**Extracted entries:**
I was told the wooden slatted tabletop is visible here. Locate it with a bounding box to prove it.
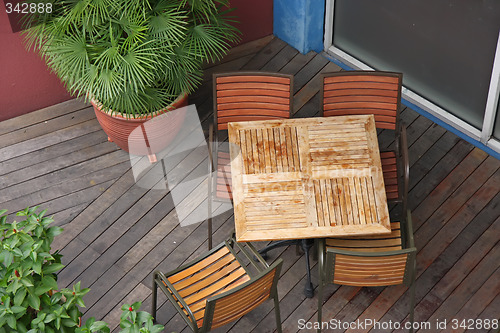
[228,115,391,241]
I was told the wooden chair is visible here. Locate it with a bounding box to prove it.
[318,210,417,332]
[208,72,293,249]
[321,71,409,213]
[151,235,283,332]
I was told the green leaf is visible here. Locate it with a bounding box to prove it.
[3,251,14,268]
[47,227,64,237]
[43,263,64,274]
[7,314,17,330]
[10,305,26,313]
[90,321,109,332]
[14,288,27,305]
[20,278,33,287]
[42,275,58,290]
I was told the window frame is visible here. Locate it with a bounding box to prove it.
[323,0,500,153]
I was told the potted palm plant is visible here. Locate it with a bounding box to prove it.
[25,0,239,156]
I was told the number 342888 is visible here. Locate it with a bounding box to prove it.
[5,2,52,14]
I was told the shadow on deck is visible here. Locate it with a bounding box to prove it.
[0,37,500,333]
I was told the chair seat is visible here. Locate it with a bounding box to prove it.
[326,222,402,252]
[380,151,399,201]
[167,247,250,328]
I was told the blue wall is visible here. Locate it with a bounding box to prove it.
[273,0,325,54]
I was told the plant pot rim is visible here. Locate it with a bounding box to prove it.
[89,92,188,122]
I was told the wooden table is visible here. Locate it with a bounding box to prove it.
[228,115,391,241]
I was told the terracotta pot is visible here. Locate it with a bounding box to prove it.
[91,93,188,162]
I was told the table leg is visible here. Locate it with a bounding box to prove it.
[300,239,314,298]
[259,239,314,298]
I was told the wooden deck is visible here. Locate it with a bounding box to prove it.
[0,37,500,333]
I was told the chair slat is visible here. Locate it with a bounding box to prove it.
[168,247,232,284]
[325,72,399,84]
[208,270,276,328]
[216,73,290,85]
[217,94,290,104]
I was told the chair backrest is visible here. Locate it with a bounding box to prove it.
[202,259,283,332]
[321,71,403,130]
[213,72,293,130]
[326,249,415,287]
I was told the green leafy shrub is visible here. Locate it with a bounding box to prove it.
[76,302,164,333]
[26,0,239,117]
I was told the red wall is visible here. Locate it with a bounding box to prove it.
[0,0,273,121]
[230,0,273,43]
[0,1,71,121]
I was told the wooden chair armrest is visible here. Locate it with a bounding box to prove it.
[162,243,225,276]
[203,258,283,308]
[208,123,215,171]
[405,209,415,248]
[225,231,269,275]
[326,244,415,257]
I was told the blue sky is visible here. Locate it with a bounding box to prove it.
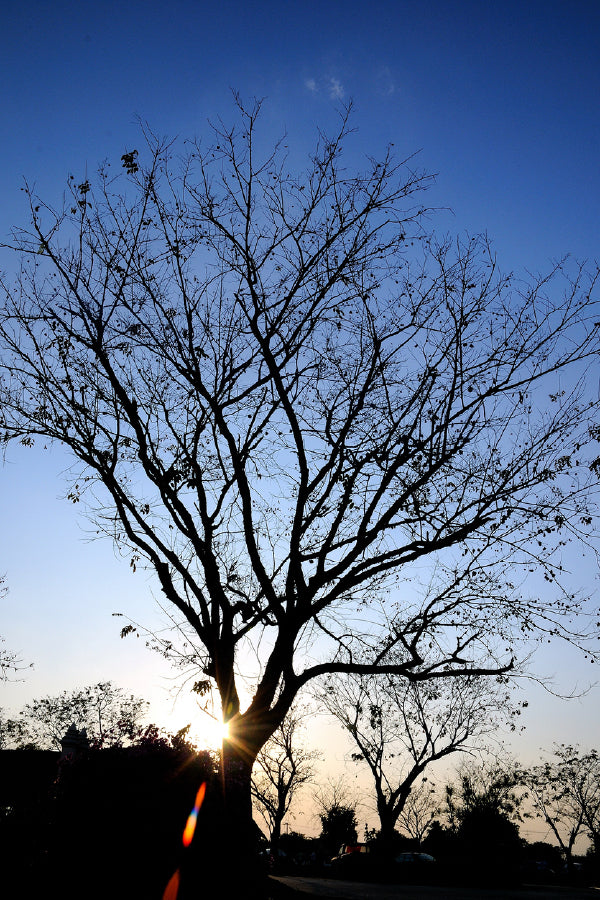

**Required task:** Reproduce the lines word for word, starting with the line that contains "I was told the plant" and ending with the line that contains "[217,94,290,104]", both included.

**Final result:**
I was told the plant pot rim is visible here. Locate it with a bounding box to prove it.
[89,92,188,122]
I was told the wooden table is visible here. Locate it with a bounding box to prove it.
[228,115,391,241]
I was told the terracotta pot is visible here. Locate it with a bounding box to prove it.
[91,93,188,162]
I was told the table leg is visible here. Locate it with a bounding box to prove it.
[300,239,314,298]
[259,239,314,298]
I was told the wooden deck is visible here. Locate it with a bounding box to prove it.
[0,37,500,333]
I was told the chair slat is visible here. Locate it with a bounding box to prove it.
[168,247,232,284]
[325,72,399,84]
[208,270,276,328]
[216,73,290,85]
[217,94,290,104]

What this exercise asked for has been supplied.